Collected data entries
[BEGIN]

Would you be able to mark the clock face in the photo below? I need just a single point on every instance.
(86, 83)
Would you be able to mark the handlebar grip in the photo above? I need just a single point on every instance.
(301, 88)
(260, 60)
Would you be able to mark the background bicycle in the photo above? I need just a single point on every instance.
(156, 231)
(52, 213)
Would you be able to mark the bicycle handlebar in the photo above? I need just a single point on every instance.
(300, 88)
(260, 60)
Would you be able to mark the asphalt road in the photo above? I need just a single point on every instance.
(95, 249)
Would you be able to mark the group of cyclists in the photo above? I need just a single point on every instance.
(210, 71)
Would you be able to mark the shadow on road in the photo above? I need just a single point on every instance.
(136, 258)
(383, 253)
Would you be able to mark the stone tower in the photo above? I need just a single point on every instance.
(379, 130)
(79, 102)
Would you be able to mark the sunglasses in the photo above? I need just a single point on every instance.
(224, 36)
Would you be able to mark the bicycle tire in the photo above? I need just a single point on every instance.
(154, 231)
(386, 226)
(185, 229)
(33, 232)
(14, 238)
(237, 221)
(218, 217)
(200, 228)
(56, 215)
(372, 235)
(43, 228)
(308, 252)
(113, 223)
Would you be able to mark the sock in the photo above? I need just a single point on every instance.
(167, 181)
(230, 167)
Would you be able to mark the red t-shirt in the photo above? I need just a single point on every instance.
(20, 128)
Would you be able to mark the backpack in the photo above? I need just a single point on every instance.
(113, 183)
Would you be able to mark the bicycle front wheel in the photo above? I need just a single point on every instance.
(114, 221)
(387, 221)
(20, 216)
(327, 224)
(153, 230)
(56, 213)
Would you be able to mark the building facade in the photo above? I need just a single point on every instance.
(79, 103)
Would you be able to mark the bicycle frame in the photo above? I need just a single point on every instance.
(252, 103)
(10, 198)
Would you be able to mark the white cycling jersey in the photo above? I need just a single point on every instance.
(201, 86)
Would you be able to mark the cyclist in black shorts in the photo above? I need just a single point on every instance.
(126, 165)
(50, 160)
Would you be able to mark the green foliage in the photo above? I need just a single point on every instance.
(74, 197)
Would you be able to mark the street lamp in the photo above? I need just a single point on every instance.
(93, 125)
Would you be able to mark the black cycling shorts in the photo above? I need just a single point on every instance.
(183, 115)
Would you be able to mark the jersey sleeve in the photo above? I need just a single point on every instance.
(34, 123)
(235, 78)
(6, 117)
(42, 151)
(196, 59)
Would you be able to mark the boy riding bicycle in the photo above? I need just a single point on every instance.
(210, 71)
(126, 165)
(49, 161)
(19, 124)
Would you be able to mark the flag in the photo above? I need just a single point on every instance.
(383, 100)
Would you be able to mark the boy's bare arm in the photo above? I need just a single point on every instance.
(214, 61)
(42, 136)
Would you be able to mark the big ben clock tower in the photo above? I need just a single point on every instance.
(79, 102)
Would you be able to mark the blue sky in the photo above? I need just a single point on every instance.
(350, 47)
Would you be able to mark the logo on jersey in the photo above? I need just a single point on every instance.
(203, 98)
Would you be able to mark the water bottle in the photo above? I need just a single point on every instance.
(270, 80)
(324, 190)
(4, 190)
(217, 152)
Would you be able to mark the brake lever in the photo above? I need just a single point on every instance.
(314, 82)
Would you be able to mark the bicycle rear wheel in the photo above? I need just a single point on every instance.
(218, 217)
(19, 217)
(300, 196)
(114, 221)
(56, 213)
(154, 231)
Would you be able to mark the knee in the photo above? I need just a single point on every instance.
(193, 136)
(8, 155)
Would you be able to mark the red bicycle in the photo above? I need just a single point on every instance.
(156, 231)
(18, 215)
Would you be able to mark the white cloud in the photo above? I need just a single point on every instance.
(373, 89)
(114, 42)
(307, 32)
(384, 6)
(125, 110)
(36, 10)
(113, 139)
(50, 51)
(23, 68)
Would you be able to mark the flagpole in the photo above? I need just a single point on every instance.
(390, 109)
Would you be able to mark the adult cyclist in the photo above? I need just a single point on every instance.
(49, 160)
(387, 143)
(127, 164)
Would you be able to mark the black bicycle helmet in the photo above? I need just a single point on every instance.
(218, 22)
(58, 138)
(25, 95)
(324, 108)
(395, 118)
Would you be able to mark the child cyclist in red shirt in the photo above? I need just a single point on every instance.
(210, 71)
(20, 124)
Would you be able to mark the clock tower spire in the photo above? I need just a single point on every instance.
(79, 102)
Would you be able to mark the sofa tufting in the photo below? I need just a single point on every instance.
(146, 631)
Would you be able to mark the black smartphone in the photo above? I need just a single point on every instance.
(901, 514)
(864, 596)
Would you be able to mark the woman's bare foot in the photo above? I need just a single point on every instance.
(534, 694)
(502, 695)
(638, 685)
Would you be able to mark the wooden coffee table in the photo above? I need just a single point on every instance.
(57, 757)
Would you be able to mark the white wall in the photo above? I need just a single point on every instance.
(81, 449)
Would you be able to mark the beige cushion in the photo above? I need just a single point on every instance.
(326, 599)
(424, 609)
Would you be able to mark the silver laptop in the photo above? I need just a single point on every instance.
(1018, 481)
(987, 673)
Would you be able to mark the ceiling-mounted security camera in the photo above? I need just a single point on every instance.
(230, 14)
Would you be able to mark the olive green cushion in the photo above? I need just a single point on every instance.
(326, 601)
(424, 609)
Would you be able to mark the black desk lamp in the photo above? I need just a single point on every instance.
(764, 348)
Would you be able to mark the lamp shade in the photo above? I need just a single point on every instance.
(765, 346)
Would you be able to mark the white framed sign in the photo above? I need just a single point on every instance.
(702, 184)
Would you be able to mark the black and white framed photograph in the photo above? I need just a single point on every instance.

[END]

WRITTEN EXERCISE: Return verbatim every line from the one containing "Would you be able to mark the black desk" through the last line of the items, including both of those lines.

SOLUTION TO THIS EXERCISE:
Would you be able to mark the black desk lamp in the photo above? I need just a single point on every instance.
(764, 348)
Would you be able to mark the lamp shade in the photo above? I need just a single point on every instance.
(765, 346)
Would you be able to mark the white framed sign in the photo above? I need just a single point on every instance.
(702, 184)
Would you be able to mark the black and white framed photograph in the photo above? I need just a single point on every instance.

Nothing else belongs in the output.